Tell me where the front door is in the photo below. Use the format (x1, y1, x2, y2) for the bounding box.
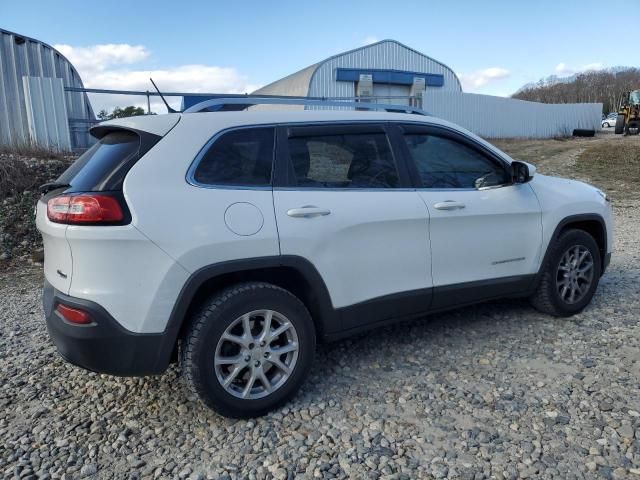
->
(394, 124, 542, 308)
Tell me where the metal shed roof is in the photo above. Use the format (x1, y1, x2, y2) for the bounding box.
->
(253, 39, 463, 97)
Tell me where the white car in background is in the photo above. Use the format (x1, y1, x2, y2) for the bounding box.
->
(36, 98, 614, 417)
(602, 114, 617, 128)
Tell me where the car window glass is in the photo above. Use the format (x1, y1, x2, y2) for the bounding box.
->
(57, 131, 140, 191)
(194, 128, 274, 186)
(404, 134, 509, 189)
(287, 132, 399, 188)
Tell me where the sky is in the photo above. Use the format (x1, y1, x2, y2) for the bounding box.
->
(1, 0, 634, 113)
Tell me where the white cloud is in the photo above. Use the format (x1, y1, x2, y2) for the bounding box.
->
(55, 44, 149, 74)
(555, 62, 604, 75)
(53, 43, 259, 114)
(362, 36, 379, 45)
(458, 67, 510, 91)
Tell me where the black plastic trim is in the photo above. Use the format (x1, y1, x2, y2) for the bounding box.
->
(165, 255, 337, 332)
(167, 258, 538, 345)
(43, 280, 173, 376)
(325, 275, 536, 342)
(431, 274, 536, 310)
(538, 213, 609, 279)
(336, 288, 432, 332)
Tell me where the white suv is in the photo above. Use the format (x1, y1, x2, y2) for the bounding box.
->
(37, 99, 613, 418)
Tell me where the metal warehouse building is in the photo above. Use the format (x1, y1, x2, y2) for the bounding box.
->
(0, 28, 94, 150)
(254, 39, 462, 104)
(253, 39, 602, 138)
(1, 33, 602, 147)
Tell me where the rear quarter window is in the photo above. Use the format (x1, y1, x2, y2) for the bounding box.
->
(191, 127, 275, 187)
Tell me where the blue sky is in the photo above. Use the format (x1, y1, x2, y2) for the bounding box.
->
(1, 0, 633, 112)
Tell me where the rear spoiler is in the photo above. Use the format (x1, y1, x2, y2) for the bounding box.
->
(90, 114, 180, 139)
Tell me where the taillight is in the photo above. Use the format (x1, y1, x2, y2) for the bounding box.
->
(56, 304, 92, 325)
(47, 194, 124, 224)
————
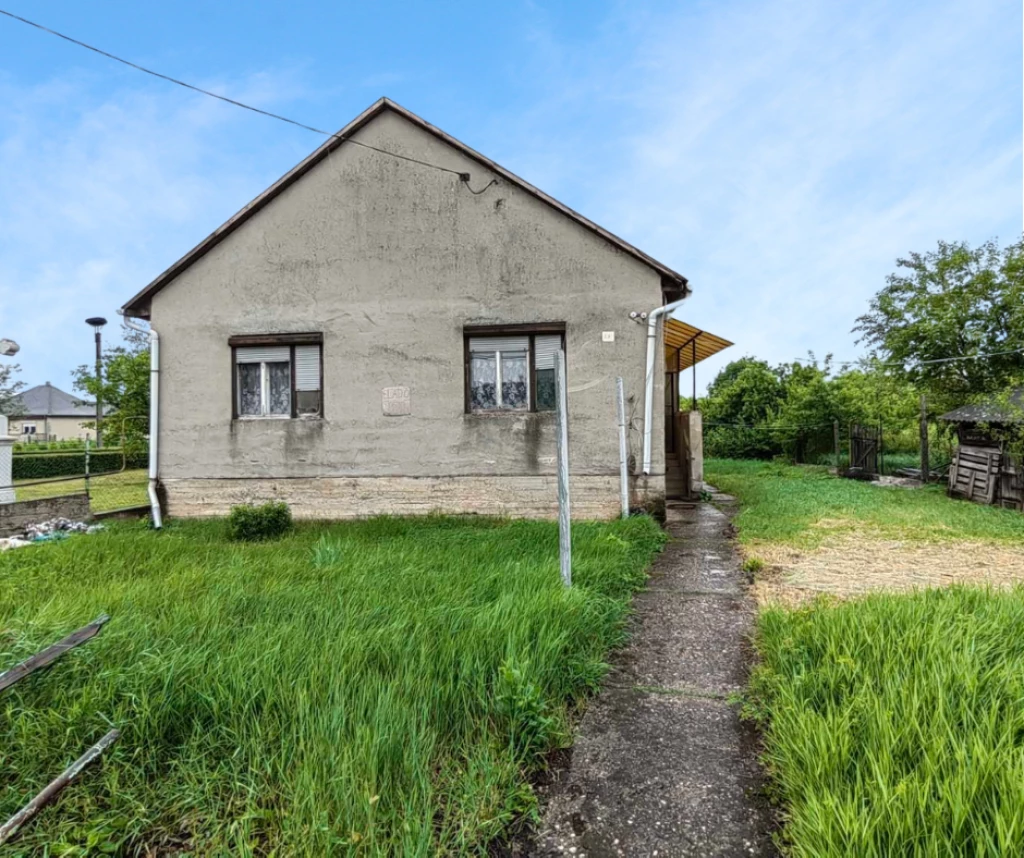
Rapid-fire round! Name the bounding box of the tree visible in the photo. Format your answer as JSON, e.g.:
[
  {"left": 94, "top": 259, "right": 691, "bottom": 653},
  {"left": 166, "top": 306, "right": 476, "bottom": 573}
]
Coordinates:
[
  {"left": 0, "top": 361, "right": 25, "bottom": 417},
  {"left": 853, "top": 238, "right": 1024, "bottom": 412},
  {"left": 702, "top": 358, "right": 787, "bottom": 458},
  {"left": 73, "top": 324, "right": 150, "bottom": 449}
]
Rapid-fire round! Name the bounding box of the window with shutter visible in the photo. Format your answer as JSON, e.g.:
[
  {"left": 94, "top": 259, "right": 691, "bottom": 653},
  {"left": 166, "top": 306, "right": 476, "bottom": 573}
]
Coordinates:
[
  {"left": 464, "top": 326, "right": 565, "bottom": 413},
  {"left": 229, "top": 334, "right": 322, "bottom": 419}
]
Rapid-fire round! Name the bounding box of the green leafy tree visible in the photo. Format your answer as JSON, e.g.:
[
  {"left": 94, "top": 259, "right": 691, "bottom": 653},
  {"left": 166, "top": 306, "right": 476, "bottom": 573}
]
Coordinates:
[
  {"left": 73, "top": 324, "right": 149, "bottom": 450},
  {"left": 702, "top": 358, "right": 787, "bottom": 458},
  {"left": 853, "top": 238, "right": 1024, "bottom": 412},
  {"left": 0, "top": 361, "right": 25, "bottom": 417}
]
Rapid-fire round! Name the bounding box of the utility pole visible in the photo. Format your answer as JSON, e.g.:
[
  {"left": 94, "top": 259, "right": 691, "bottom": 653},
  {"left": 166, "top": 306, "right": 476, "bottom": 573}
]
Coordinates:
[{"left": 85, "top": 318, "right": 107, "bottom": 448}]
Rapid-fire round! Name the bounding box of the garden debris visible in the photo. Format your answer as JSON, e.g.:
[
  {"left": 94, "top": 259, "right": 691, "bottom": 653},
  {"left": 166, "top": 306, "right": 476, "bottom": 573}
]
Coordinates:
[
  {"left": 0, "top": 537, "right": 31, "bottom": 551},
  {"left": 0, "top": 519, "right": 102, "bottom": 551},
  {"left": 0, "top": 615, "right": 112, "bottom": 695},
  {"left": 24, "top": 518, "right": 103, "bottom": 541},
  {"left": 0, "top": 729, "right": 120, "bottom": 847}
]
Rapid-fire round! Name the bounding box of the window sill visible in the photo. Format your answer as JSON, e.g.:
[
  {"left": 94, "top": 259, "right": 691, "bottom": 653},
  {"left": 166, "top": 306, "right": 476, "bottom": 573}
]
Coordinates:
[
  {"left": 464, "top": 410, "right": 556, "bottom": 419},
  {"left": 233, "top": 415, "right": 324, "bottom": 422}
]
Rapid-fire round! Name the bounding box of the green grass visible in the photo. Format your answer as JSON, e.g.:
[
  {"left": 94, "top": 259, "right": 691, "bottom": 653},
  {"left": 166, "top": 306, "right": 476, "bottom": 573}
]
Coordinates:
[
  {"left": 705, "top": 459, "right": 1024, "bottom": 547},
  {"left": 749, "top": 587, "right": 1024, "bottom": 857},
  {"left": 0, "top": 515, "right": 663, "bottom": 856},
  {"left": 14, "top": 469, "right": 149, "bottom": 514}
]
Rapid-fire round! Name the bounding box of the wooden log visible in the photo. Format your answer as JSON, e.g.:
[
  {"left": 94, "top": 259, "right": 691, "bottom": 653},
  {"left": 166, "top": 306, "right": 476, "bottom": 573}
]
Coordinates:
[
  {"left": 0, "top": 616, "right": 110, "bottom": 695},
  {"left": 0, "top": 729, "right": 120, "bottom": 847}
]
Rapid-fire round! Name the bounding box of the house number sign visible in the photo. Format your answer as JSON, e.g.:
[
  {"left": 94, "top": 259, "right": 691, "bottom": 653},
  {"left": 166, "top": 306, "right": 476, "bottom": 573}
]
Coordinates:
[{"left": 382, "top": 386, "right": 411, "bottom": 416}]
————
→ Exercise
Which lines in the records above contain the word "window"? Return each of them.

→ Response to this exercise
Tell me where the car window glass is in the photo above. Use the format (x1, y1, x2, y2) for the bounding box.
Tell me where the rear quarter window is in the photo above. Use the format (x1, y1, x2, y2) for the bounding box.
Rapid-fire round! Name the bounding box of the window with shutter visible in the photo. Format your answer as JSON, e.g.:
Rapid-fire round! Name the bounding box of the window sill visible in the photo. Format your answer as JSON, e.g.:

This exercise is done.